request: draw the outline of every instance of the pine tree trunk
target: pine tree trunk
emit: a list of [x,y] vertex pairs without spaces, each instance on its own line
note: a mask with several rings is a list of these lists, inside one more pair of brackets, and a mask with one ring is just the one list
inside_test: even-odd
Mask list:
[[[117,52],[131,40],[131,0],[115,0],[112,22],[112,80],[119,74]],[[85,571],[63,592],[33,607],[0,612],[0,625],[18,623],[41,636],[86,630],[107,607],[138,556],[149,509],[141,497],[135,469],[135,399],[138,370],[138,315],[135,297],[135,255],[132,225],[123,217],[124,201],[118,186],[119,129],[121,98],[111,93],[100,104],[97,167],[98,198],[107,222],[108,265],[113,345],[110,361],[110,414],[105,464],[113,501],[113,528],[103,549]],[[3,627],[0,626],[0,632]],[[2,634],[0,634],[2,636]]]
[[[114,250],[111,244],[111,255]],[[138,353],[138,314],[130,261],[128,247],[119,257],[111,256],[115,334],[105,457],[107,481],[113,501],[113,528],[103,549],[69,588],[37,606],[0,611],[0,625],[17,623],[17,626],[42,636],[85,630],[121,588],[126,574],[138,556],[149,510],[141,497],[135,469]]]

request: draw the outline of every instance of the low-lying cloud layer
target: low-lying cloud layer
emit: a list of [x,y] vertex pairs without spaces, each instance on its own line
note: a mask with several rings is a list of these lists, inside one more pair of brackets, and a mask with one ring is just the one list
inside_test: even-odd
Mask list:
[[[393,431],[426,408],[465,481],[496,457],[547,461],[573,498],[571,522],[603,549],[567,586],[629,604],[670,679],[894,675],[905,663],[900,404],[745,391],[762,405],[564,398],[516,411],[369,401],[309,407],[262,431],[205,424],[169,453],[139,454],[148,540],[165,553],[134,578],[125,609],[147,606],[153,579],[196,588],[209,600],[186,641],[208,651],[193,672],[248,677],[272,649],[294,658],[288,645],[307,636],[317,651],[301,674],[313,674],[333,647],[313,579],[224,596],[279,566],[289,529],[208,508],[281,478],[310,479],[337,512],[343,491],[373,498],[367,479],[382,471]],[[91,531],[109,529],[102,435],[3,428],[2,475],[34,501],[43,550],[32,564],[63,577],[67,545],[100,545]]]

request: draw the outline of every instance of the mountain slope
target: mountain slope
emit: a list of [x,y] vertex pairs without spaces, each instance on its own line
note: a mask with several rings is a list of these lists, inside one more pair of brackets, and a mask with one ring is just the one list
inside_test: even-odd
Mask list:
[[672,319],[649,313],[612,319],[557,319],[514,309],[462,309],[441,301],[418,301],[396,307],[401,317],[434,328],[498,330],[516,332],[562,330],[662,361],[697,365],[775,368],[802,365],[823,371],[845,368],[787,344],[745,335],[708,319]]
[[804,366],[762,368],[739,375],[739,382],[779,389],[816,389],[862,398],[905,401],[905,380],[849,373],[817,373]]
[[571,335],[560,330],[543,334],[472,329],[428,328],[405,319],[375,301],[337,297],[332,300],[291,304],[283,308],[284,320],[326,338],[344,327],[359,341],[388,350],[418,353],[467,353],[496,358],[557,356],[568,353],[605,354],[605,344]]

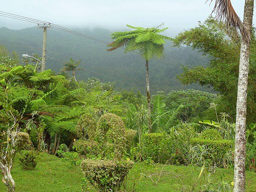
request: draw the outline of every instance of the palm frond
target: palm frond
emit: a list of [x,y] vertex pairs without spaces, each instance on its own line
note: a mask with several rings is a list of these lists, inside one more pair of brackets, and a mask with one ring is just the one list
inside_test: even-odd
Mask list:
[[[212,2],[213,0],[211,0]],[[243,22],[236,14],[231,0],[216,0],[215,5],[212,11],[216,14],[216,18],[223,21],[227,25],[228,31],[231,28],[239,29],[240,33],[245,39],[250,38],[250,33],[244,27]]]

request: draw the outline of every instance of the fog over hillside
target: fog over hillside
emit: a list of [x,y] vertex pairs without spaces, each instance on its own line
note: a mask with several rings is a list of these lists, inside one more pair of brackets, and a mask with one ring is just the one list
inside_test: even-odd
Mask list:
[[[145,87],[145,61],[134,52],[125,53],[124,50],[107,51],[107,44],[111,42],[110,34],[114,31],[102,28],[73,30],[93,37],[92,40],[81,36],[48,28],[47,39],[46,68],[58,73],[70,58],[81,60],[77,71],[78,80],[94,77],[103,81],[115,82],[118,88],[140,90]],[[0,44],[10,51],[16,51],[21,58],[23,54],[42,57],[43,29],[29,28],[12,30],[0,28]],[[202,89],[199,86],[185,86],[178,82],[176,75],[182,71],[182,66],[205,65],[208,58],[190,47],[172,47],[170,42],[165,44],[163,59],[149,62],[150,88],[152,93],[159,91],[189,88]]]

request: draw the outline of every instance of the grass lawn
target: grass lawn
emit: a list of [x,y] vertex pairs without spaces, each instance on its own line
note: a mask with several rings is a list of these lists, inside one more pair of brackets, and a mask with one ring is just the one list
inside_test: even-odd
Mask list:
[[[129,192],[133,187],[135,192],[199,191],[200,186],[205,184],[204,176],[198,179],[200,171],[200,167],[192,166],[136,163],[128,175],[126,189]],[[17,157],[12,175],[18,192],[81,191],[82,174],[80,167],[47,154],[43,155],[32,171],[22,170]],[[212,174],[213,182],[220,181],[221,175],[224,175],[224,181],[231,183],[233,169],[217,169]],[[255,178],[256,173],[246,172],[247,192],[256,191]],[[0,191],[6,191],[6,187],[1,182]],[[91,187],[88,191],[96,191]]]

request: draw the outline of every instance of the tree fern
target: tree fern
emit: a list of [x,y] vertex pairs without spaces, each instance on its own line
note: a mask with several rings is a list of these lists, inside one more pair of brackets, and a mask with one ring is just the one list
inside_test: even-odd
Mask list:
[[138,50],[140,54],[146,60],[146,92],[149,113],[149,131],[151,132],[150,96],[149,93],[148,61],[153,57],[161,58],[163,56],[164,40],[172,40],[171,38],[159,33],[167,29],[167,28],[159,29],[157,28],[144,28],[126,25],[135,30],[131,31],[115,32],[111,34],[115,41],[108,44],[112,48],[108,51],[113,51],[120,47],[125,46],[125,52]]

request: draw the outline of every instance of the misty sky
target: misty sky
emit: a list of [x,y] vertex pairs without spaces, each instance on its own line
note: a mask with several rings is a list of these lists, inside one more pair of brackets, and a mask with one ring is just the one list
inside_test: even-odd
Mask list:
[[[164,27],[169,28],[167,33],[176,35],[206,19],[214,2],[209,6],[205,0],[0,0],[0,11],[67,28],[116,29],[126,27],[126,24],[154,27],[164,22]],[[242,19],[244,2],[232,1]],[[35,25],[0,16],[0,27],[17,29]]]

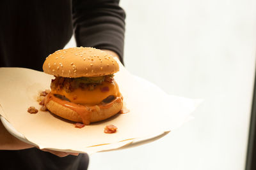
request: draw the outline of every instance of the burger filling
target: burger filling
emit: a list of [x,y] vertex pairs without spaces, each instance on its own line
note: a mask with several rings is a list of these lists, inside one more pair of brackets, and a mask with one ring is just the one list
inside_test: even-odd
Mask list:
[[80,78],[56,76],[52,80],[51,88],[56,97],[85,105],[110,103],[121,96],[112,74]]

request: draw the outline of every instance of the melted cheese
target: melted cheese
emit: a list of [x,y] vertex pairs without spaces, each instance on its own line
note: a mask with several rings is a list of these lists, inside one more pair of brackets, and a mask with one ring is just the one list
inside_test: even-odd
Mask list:
[[[109,90],[102,92],[101,89],[104,87],[108,87]],[[63,89],[61,89],[60,90],[52,89],[51,92],[65,96],[72,103],[90,105],[97,104],[109,96],[115,97],[121,96],[115,81],[112,83],[104,81],[102,84],[97,85],[93,90],[90,90],[88,88],[84,90],[77,88],[72,92],[67,92]]]

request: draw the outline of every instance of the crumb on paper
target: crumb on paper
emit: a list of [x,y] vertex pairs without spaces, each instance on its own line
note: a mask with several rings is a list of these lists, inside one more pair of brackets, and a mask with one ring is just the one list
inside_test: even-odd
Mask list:
[[104,132],[106,134],[113,134],[116,132],[117,127],[113,125],[106,125],[104,129]]
[[76,123],[75,124],[75,127],[77,128],[82,128],[84,127],[84,124],[81,124],[81,123]]
[[42,91],[40,93],[40,96],[46,96],[49,92],[51,92],[51,90],[49,89],[47,89],[44,91]]
[[30,106],[28,109],[28,112],[30,113],[36,113],[37,112],[38,112],[38,110],[36,109],[34,106]]

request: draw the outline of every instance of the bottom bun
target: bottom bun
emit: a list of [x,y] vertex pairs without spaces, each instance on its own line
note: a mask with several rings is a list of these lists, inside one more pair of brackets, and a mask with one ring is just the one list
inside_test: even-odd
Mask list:
[[[50,100],[45,106],[52,113],[63,118],[76,122],[82,122],[84,124],[89,124],[90,122],[96,122],[107,119],[118,113],[123,108],[122,99],[115,100],[111,103],[111,106],[108,107],[100,107],[100,105],[88,107],[91,111],[88,111],[89,116],[87,116],[86,122],[83,121],[80,115],[74,110],[67,108],[62,104],[53,100]],[[78,105],[77,105],[78,106]]]

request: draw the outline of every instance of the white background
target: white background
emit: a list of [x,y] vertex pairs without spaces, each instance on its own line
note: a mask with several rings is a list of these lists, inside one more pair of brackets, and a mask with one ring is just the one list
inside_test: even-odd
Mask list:
[[[92,155],[89,170],[244,169],[256,1],[123,0],[120,4],[127,13],[127,69],[168,94],[205,101],[195,120],[157,141]],[[72,39],[68,46],[74,46]]]

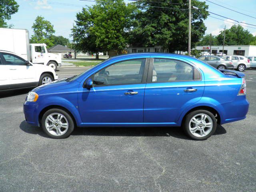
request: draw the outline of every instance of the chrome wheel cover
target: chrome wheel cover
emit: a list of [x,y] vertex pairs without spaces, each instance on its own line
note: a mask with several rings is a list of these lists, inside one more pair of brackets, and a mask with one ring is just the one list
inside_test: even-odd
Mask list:
[[52,113],[45,120],[45,127],[50,134],[56,136],[62,135],[68,129],[68,122],[62,114]]
[[218,68],[218,70],[223,70],[225,69],[225,67],[224,67],[223,66],[220,66]]
[[56,66],[53,63],[50,64],[48,66],[53,68],[54,70],[55,70],[55,68],[56,68]]
[[208,135],[213,126],[212,120],[208,115],[203,113],[194,116],[189,122],[189,131],[196,137],[202,137]]
[[52,82],[52,79],[50,77],[46,76],[44,77],[42,81],[42,84],[44,85],[47,83],[50,83]]
[[239,66],[239,70],[243,71],[244,70],[244,66],[243,65]]

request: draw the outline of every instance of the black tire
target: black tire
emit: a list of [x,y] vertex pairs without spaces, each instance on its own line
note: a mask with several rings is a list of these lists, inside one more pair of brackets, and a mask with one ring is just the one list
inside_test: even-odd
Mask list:
[[218,69],[218,70],[223,70],[226,69],[226,67],[224,65],[220,65],[220,66],[218,66],[218,68],[217,68],[217,69]]
[[[46,118],[49,115],[55,113],[59,114],[62,115],[64,117],[65,117],[66,119],[67,120],[68,122],[68,123],[67,130],[66,131],[65,133],[60,136],[55,135],[51,134],[50,132],[49,132],[49,131],[48,130],[45,124],[46,120]],[[63,119],[63,118],[62,118],[62,120]],[[66,121],[66,120],[62,120]],[[67,138],[67,137],[69,136],[71,133],[73,132],[74,127],[74,122],[70,115],[64,110],[58,108],[51,109],[48,110],[45,113],[44,113],[44,115],[43,115],[43,117],[42,118],[41,124],[42,127],[44,132],[46,133],[49,137],[54,139],[63,139],[64,138]]]
[[56,70],[57,70],[57,68],[58,68],[57,64],[54,61],[49,61],[49,62],[48,62],[47,65],[52,67],[55,71],[56,71]]
[[[207,134],[206,134],[205,136],[197,136],[193,134],[190,132],[189,128],[189,123],[190,120],[192,120],[193,117],[194,117],[196,115],[201,114],[206,114],[208,117],[209,117],[210,119],[211,119],[212,122],[212,126],[211,130],[210,131],[210,130],[209,129],[208,133]],[[205,140],[206,139],[207,139],[207,138],[210,137],[216,131],[216,129],[217,128],[217,122],[216,121],[216,118],[215,118],[215,117],[214,116],[214,114],[212,114],[212,113],[208,110],[200,110],[194,111],[188,114],[184,117],[184,118],[185,119],[183,121],[183,123],[182,124],[182,128],[183,128],[183,130],[186,134],[189,137],[194,140]],[[198,131],[196,131],[196,132],[200,132],[200,130],[198,130]],[[206,132],[207,132],[207,131]],[[194,134],[196,134],[196,133],[194,133]]]
[[39,79],[39,82],[38,82],[38,86],[42,85],[43,84],[45,84],[45,83],[44,83],[44,79],[45,78],[47,79],[47,78],[48,78],[51,79],[51,82],[52,82],[54,80],[53,77],[51,75],[48,73],[44,73],[44,74],[42,74],[40,77],[40,79]]
[[244,64],[240,64],[237,66],[237,70],[239,71],[242,72],[244,71],[246,68],[246,66]]

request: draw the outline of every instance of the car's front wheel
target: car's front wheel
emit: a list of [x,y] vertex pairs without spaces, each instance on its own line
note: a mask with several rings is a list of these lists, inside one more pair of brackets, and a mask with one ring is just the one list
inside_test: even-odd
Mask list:
[[240,64],[237,67],[237,70],[239,71],[244,71],[245,70],[246,67],[243,64]]
[[191,138],[204,140],[210,137],[217,128],[215,117],[206,110],[197,110],[188,114],[183,124],[183,129]]
[[50,137],[63,139],[68,136],[74,128],[71,116],[64,110],[54,108],[46,111],[42,118],[44,131]]
[[44,73],[41,76],[38,82],[38,85],[44,85],[47,83],[50,83],[52,81],[54,81],[52,76],[48,73]]
[[224,70],[226,69],[226,67],[223,65],[220,65],[218,67],[218,70]]

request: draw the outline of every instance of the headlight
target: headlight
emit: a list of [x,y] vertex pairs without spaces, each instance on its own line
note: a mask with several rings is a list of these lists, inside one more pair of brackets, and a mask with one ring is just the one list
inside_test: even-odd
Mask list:
[[35,92],[32,91],[30,92],[27,96],[27,101],[35,102],[38,98],[38,95]]

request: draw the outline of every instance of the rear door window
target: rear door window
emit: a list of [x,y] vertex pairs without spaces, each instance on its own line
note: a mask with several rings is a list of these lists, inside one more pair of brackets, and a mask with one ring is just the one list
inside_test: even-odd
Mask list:
[[154,59],[152,82],[193,80],[193,67],[190,64],[177,60]]
[[239,58],[236,56],[232,56],[231,57],[231,60],[239,60]]
[[204,60],[205,59],[205,57],[202,57],[201,58],[199,58],[199,59],[201,61],[204,61]]

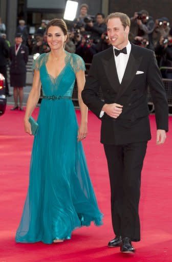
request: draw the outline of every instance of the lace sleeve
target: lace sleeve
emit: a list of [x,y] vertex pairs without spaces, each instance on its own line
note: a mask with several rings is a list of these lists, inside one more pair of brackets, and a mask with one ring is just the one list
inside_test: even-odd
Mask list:
[[37,58],[33,61],[32,69],[33,70],[38,71],[40,70],[40,67],[42,66],[44,61],[45,54],[40,55]]
[[75,73],[82,70],[84,71],[85,70],[85,63],[83,59],[76,54],[72,54],[73,55],[73,61],[72,68],[74,70]]

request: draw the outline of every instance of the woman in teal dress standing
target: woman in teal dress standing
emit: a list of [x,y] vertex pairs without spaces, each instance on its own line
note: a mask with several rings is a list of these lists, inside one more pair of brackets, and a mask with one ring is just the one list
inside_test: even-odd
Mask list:
[[[43,99],[37,119],[31,160],[29,185],[19,227],[18,243],[60,242],[72,231],[94,222],[102,224],[88,173],[81,140],[87,133],[88,108],[81,96],[85,82],[84,63],[75,54],[64,50],[68,37],[64,21],[54,19],[47,27],[49,53],[34,62],[34,75],[25,117],[28,121]],[[81,124],[78,127],[71,97],[76,78]]]

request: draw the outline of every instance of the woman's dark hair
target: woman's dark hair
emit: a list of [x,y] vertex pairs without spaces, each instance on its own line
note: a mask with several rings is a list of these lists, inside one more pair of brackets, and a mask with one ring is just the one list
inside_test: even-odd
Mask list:
[[52,19],[52,20],[51,20],[49,21],[49,23],[47,24],[46,27],[46,34],[47,34],[48,30],[50,27],[59,27],[63,31],[64,35],[67,35],[68,36],[67,39],[68,38],[67,26],[66,25],[66,23],[62,19],[54,18]]

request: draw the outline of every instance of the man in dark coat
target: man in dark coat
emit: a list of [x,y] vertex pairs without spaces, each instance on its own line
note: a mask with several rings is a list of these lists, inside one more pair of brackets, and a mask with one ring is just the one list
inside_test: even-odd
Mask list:
[[6,95],[9,96],[7,74],[7,62],[8,57],[9,48],[8,45],[4,39],[0,36],[0,73],[4,75],[5,78]]
[[[112,47],[94,56],[82,93],[83,102],[102,119],[103,144],[110,178],[115,238],[110,247],[120,246],[133,253],[132,241],[140,239],[138,213],[141,172],[151,139],[147,85],[155,108],[157,145],[168,130],[168,108],[161,74],[152,50],[128,40],[130,20],[122,13],[107,17]],[[97,95],[101,86],[104,101]]]
[[22,35],[20,33],[17,33],[15,35],[15,45],[10,48],[10,83],[11,86],[14,88],[15,103],[14,106],[11,110],[23,110],[23,88],[26,85],[26,64],[28,60],[29,50],[28,47],[22,43]]

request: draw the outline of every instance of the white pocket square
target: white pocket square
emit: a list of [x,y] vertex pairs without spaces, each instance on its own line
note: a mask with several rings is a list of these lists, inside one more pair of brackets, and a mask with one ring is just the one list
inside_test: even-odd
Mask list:
[[139,75],[140,74],[144,74],[143,71],[137,71],[136,75]]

____________________

Problem to work on
Reproduce verbatim the lines from the one containing "request: draw the outline of every instance of the white pocket" through the last line of the records, including both ends.

Full solution
request: draw the outline of every instance of the white pocket square
target: white pocket square
emit: a list of [x,y] vertex pairs without spaces, each instance on its own line
note: a mask with several rings is a list of these lists, inside one more pair of brackets, and a mask with one ring is just the one list
inside_test: even-odd
Mask list:
[[139,75],[140,74],[144,74],[143,71],[137,71],[136,75]]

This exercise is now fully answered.